>> START Input rows

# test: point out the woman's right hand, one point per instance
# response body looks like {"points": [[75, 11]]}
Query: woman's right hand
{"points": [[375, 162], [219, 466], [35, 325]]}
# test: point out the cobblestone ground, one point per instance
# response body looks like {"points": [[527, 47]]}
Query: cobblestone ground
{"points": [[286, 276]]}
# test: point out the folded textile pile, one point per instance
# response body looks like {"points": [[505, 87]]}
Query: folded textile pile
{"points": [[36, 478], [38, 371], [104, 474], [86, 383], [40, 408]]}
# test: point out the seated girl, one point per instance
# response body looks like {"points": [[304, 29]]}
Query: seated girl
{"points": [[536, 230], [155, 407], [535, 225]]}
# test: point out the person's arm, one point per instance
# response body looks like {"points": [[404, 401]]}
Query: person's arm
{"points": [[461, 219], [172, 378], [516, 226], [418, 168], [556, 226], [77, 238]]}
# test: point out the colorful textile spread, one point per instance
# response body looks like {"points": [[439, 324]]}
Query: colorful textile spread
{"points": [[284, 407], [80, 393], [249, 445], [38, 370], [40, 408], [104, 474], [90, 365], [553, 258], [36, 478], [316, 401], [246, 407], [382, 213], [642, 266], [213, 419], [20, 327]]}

>> END Input rows

• [Work required]
Turn every line of the listing above into a Markdown table with the columns Row and Line, numbering the rows in order and leaving out blank lines.

• [Final result]
| Row | Line |
|---|---|
| 1 | # test: point out the woman's right hand, one point per instance |
| 2 | # response body looks like {"points": [[75, 11]]} |
| 3 | Query: woman's right hand |
| 4 | {"points": [[375, 162], [219, 466], [35, 325]]} |
| 5 | # test: point out the cobblestone ground, one point per instance |
| 6 | # response body looks like {"points": [[527, 47]]} |
| 7 | Query: cobblestone ground |
| 8 | {"points": [[286, 276]]} |
| 9 | # test: point out the folded textile pile, one point per instance |
| 10 | # response body looks like {"points": [[505, 87]]} |
| 11 | Query: folded textile pile |
| 12 | {"points": [[36, 478], [38, 371], [104, 474], [86, 383], [40, 408]]} |
| 13 | # test: point out the seated girl, one point per instance |
| 14 | # response body looks like {"points": [[304, 29]]} |
| 15 | Query: seated girl |
| 16 | {"points": [[536, 230], [155, 407], [535, 225]]} |
| 17 | # test: point out the person's arm, one point per instance |
| 18 | # response body looks like {"points": [[404, 401]]} |
| 19 | Query: person's arm |
| 20 | {"points": [[461, 219], [172, 378], [516, 226], [418, 168], [556, 226], [77, 238]]} |
| 21 | # test: point out the colorful textile spread, one point per instance |
| 22 | # response body looks like {"points": [[439, 324]]} |
| 23 | Query: colorful textile spread |
| 24 | {"points": [[284, 407], [80, 393], [249, 445], [38, 370], [40, 408], [104, 474], [90, 365], [553, 258], [36, 478], [316, 401], [246, 407], [382, 213], [642, 266], [213, 419], [20, 327]]} |